Source extract Block Start

Lucas took me away to Knoxville for the night and I stayed at the Lakehouse to cool down for the night
I broke down too hard and I broke the mirror in the guest bedroom where I slept before during my getaway there.
Sinners and Chops came in and I started screaming, crying, I kept trying to punch Chops really ******** hard, but Sinclair held me back. She was quite terrified.
- - -
About an hour or so after, I was forced to take my medications and sleep off for a bit.
Chops really wanted to check me into a mental clinic but I begged not to.
I don't want anymore medical assistance, psych. assistance, nothing.
I don't want anyone shoving down the fact that I'm getting highly unstable to be at ease in homes.
I get it. I ******** get it.
I just want it all to go away.
Last night, the nightmare came more quicker... and more visually detailed.
I did have to go to a small hospital clinic to clean away the cuts on my hands from the broken glass... which still right now really stings.
When I came out to the waiting room, I caught sight of Chops crying to Sinners about me. That I wasn't alright.
"She keeps thinking people will abandon her... Someone has to cut it straight for her that we're here for her."
I walked out of the clinic and back to the house before the two even caught up to me.
I kept checking my phone for any calls...
Nothing.
Lucas brought me home and said he'll call me when he gets back...
Hopefully he forgets.
I just.... feel really tired, sore, emotionally disruptive..
Chills keep coming down my spine.
I took some more dosages of Lithium to calm me down.
Psych. texted me earlier asking where I was, but I didn't answer.
Mother didn't even ask where I went and I hid the bandages from her...
- - - - - - - - - - -
Go away....
Get away....
please...
- - - - - - - - - - -
Semi-hiatus... I'm checking s**t in and out really...
And hoping he's on, but hoping he doesn't ask about my whereabouts.
I don't want to devastate him or anything... Unless he really wanted to know.

Source extract Block End
Given information Block Start

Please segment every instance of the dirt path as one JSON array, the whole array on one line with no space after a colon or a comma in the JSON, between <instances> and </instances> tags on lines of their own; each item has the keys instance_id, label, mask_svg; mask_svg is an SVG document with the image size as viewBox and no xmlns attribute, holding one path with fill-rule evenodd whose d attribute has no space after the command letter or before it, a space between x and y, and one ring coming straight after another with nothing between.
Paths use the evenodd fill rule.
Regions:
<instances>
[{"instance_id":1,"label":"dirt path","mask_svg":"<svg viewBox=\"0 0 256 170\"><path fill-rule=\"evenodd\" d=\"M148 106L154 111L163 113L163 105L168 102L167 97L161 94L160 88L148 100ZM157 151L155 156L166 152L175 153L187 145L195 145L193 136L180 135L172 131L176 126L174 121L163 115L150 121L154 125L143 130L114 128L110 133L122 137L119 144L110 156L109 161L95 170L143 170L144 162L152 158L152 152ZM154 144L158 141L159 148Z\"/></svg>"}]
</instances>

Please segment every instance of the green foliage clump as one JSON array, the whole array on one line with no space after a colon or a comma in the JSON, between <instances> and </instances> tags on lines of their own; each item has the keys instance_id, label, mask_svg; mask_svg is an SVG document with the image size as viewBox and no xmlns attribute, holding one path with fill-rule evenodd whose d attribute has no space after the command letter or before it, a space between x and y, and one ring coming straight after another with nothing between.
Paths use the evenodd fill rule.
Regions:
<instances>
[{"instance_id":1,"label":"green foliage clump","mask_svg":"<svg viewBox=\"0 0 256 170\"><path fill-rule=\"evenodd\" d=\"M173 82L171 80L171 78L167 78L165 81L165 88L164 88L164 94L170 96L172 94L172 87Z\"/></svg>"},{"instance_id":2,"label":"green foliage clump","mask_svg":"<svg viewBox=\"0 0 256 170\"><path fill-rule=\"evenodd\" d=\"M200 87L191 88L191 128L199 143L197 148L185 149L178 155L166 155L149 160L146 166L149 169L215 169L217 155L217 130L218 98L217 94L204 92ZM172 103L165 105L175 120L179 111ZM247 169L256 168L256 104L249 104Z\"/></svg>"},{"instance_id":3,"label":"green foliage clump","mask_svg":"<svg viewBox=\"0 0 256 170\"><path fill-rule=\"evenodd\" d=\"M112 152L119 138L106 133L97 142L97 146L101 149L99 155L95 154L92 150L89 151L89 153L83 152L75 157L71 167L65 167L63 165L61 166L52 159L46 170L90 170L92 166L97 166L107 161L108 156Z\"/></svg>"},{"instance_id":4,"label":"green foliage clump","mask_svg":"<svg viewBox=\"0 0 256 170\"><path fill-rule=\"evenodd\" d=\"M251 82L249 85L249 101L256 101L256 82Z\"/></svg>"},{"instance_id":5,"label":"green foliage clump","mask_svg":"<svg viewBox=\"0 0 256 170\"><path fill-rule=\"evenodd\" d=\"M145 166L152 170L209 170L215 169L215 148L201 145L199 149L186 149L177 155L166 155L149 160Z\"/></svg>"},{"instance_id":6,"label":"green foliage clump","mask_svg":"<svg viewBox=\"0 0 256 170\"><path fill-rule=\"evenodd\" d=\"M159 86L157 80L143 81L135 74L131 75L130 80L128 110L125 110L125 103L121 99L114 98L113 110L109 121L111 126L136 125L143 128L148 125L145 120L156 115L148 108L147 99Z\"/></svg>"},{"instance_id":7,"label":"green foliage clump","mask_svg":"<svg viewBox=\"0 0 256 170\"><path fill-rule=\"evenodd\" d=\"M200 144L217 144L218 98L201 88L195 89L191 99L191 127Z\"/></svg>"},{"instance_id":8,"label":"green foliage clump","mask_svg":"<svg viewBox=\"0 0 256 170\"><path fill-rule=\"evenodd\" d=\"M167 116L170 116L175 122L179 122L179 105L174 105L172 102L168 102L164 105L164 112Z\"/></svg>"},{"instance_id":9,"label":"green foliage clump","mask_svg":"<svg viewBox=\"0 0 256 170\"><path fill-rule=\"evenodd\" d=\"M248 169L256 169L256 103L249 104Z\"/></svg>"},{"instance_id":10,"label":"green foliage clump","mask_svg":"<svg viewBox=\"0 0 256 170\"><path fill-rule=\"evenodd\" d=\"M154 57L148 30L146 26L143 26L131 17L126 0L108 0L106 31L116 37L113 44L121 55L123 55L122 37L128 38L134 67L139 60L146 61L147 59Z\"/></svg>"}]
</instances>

Given information Block End

• [Problem details]:
Do these statements agree with the personal post? For each one, answer yes or no and quote the exact words from the post that decide it.
1. The mirror that got broken was in the guest bedroom.
2. Mother asked where the writer had gone.
3. The writer answered the text from Psych.

• [Solution for this task]:
1. Yes: "I broke the mirror in the guest bedroom where I slept before during my getaway there."
2. No: "Mother didn't even ask where I went"
3. No: "Psych. texted me earlier asking where I was, but I didn't answer."